*About this task:* Retype the full set of records. Keep every character identical.

[Collected data]
═══
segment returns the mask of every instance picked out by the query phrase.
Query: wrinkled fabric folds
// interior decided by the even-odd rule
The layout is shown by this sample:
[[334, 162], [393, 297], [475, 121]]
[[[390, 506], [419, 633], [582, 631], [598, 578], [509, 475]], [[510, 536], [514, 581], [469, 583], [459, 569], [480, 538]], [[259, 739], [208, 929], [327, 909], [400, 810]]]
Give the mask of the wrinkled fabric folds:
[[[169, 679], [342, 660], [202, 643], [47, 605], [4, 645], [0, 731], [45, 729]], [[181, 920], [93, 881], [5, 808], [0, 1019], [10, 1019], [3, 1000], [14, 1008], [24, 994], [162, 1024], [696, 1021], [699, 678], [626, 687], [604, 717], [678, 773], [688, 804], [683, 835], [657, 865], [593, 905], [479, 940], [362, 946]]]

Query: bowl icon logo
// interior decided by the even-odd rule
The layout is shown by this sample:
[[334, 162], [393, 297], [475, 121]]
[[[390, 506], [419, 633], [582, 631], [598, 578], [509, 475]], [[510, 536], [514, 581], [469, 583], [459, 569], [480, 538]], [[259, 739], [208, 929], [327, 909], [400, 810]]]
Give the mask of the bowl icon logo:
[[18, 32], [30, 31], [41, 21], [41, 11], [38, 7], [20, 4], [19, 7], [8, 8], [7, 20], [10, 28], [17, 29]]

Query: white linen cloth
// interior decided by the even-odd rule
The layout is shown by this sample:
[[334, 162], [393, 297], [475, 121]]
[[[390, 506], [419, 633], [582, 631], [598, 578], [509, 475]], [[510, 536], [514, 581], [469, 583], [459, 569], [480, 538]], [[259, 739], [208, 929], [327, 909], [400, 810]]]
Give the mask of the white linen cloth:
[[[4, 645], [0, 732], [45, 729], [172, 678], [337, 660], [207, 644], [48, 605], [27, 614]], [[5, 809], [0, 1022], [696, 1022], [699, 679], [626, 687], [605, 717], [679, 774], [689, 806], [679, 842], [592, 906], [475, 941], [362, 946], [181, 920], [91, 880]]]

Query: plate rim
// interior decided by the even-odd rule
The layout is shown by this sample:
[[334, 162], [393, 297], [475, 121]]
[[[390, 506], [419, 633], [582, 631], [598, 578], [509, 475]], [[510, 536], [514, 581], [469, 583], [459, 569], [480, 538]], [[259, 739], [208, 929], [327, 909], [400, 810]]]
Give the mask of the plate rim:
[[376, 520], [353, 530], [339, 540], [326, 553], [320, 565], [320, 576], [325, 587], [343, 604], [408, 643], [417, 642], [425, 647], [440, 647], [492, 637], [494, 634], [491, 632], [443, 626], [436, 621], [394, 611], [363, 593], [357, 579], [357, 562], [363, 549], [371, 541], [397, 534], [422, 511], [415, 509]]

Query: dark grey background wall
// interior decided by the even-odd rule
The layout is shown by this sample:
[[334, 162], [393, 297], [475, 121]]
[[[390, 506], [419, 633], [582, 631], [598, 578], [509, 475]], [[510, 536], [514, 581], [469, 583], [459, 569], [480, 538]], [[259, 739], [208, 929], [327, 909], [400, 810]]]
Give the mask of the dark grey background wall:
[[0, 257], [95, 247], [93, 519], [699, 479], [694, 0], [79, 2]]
═══
*Exercise result:*
segment returns the mask of every instance picked out by the query phrase.
Query: wrinkled fabric folds
// interior decided by the even-odd rule
The layout is shown by this sample:
[[334, 162], [393, 297], [475, 121]]
[[[390, 506], [419, 633], [582, 631], [598, 578], [509, 475]], [[510, 536], [514, 581], [469, 583], [459, 569], [480, 538]], [[259, 739], [208, 929], [327, 909], [400, 810]]]
Give the mask of the wrinkled fabric folds:
[[[169, 679], [342, 660], [202, 643], [47, 605], [4, 645], [0, 731], [45, 729]], [[181, 920], [93, 881], [5, 808], [0, 1019], [10, 1019], [3, 1000], [14, 1008], [24, 994], [162, 1024], [696, 1021], [699, 678], [626, 687], [604, 717], [678, 773], [688, 804], [683, 835], [657, 865], [593, 905], [479, 940], [362, 946]]]

Query: bowl icon logo
// interior decided by the even-odd rule
The layout is shown by this sample:
[[334, 162], [393, 297], [475, 121]]
[[[390, 506], [419, 633], [582, 631], [598, 578], [509, 475]], [[510, 536], [514, 581], [469, 583], [459, 569], [480, 538]], [[259, 739], [208, 929], [327, 909], [400, 810]]]
Give the mask of the bowl icon logo:
[[18, 32], [30, 31], [41, 21], [41, 11], [38, 7], [20, 4], [19, 7], [8, 8], [7, 20], [10, 28], [17, 29]]

Query: white linen cloth
// interior decided by the even-odd rule
The layout is shown by this sample:
[[334, 162], [393, 297], [475, 121]]
[[[390, 506], [419, 633], [582, 631], [598, 578], [509, 475]], [[510, 536], [514, 581], [469, 583], [459, 569], [480, 538]], [[259, 739], [208, 929], [327, 909], [400, 810]]]
Give the mask of the white linen cloth:
[[[4, 645], [0, 732], [45, 729], [172, 678], [337, 660], [207, 644], [48, 605], [27, 614]], [[5, 809], [0, 1022], [696, 1022], [699, 679], [626, 687], [605, 717], [679, 774], [689, 806], [679, 842], [592, 906], [475, 941], [362, 946], [181, 920], [91, 880]]]

Query: plate rim
// interior decided by the even-odd rule
The layout is shown by this sample:
[[334, 162], [393, 297], [475, 121]]
[[[390, 506], [419, 633], [582, 631], [598, 578], [509, 475]], [[510, 536], [514, 581], [469, 583], [459, 569], [480, 538]], [[259, 739], [208, 929], [327, 909], [400, 810]]]
Give the mask of the plate rim:
[[376, 520], [353, 530], [339, 540], [326, 553], [320, 565], [320, 576], [325, 587], [343, 604], [408, 643], [417, 642], [425, 647], [440, 647], [492, 637], [494, 634], [491, 632], [443, 626], [436, 621], [394, 611], [363, 593], [357, 579], [357, 562], [363, 549], [371, 541], [397, 534], [422, 511], [415, 509]]

Query: dark grey background wall
// interior decided by the even-odd rule
The layout is shown by this sample:
[[334, 162], [393, 297], [475, 121]]
[[[390, 506], [419, 633], [582, 631], [598, 578], [509, 475]], [[510, 536], [514, 581], [469, 583], [459, 569], [480, 538]], [[259, 739], [208, 929], [327, 909], [400, 810]]]
Give the mask of the dark grey background wall:
[[0, 257], [95, 247], [93, 519], [699, 479], [694, 0], [79, 2]]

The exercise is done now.